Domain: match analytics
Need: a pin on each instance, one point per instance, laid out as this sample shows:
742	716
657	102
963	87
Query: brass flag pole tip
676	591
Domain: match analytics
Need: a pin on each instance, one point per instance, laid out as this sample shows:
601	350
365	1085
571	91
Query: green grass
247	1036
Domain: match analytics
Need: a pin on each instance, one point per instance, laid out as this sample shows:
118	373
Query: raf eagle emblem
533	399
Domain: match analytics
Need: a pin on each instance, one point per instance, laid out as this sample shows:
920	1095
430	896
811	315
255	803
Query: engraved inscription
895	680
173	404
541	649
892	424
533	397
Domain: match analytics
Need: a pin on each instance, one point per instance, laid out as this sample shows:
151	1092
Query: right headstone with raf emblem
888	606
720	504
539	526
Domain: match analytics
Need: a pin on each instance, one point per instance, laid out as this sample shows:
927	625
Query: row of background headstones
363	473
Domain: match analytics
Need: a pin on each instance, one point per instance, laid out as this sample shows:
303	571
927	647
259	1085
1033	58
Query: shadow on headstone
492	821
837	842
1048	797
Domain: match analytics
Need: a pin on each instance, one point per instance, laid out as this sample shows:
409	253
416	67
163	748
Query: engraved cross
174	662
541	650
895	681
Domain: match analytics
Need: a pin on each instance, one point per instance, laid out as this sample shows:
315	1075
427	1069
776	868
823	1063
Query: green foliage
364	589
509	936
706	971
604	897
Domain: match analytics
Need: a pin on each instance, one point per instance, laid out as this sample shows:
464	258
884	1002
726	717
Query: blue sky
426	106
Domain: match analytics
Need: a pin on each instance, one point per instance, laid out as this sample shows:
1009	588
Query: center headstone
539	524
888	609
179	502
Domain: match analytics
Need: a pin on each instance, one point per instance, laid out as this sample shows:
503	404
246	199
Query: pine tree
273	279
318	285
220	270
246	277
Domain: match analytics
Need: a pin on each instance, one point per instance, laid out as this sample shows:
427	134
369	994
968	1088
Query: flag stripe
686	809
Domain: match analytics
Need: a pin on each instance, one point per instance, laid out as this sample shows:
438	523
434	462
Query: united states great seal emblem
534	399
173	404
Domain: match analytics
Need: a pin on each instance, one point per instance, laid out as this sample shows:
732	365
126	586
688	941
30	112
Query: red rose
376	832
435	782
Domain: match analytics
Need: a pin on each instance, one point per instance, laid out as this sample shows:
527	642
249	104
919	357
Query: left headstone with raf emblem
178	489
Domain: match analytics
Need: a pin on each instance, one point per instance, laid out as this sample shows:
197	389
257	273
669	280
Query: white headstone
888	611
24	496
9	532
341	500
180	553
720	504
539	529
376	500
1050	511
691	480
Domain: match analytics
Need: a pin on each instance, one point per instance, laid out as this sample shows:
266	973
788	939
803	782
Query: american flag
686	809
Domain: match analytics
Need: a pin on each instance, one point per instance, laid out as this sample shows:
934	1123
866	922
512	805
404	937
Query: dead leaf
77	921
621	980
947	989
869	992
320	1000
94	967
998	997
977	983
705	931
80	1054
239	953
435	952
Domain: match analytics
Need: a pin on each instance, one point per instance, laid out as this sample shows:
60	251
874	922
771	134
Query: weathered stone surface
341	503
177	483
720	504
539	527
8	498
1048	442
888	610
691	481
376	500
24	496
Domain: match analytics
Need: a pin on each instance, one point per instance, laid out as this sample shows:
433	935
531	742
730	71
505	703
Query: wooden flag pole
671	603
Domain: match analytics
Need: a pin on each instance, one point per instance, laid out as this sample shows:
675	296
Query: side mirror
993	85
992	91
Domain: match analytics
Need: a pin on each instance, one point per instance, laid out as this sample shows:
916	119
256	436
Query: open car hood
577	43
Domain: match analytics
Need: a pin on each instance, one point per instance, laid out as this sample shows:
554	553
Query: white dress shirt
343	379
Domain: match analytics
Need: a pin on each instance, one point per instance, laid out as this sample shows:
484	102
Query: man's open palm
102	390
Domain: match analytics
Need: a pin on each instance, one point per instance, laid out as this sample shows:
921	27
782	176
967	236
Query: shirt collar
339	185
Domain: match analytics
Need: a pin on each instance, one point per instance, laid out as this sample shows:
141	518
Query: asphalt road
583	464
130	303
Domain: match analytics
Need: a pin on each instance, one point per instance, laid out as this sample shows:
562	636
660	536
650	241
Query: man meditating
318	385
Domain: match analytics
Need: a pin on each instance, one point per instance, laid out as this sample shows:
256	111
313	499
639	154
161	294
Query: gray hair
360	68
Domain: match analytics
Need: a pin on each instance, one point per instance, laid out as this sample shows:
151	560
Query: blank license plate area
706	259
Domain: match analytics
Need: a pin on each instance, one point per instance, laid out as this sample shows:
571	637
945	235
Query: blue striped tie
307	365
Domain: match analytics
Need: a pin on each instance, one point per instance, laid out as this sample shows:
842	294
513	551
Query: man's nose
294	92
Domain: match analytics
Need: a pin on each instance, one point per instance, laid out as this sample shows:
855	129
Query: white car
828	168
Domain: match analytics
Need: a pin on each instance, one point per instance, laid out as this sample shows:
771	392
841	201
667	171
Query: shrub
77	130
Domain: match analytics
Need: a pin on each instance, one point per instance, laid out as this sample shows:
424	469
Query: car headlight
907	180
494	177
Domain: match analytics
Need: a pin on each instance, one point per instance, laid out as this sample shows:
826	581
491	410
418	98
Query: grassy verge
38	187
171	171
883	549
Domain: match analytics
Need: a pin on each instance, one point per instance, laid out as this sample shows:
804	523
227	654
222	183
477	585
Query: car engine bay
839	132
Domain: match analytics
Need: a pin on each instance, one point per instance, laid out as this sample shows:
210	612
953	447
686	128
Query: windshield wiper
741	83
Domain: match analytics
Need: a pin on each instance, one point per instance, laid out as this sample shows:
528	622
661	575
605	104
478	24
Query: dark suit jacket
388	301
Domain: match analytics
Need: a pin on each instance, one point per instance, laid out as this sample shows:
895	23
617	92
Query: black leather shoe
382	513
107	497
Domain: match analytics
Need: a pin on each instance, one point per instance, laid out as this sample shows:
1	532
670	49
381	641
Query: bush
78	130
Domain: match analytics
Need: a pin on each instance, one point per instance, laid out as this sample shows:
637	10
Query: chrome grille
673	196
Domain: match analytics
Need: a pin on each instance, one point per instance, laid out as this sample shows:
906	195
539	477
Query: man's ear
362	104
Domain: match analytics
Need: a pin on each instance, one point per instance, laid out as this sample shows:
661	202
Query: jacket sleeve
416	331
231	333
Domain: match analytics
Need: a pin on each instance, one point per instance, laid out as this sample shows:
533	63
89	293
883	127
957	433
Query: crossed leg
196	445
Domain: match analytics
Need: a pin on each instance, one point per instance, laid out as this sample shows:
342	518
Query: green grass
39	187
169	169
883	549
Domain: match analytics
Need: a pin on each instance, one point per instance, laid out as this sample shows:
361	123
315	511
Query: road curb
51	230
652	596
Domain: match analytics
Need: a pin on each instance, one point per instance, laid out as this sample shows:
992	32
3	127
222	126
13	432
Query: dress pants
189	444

■ ■ ■

▶ [DESCRIPTION OF THE TASK]: Show each line of the items above that contains the string "blue". Case counts.

▶ [RESPONSE BELOW]:
Query: blue sky
Query: blue striped tie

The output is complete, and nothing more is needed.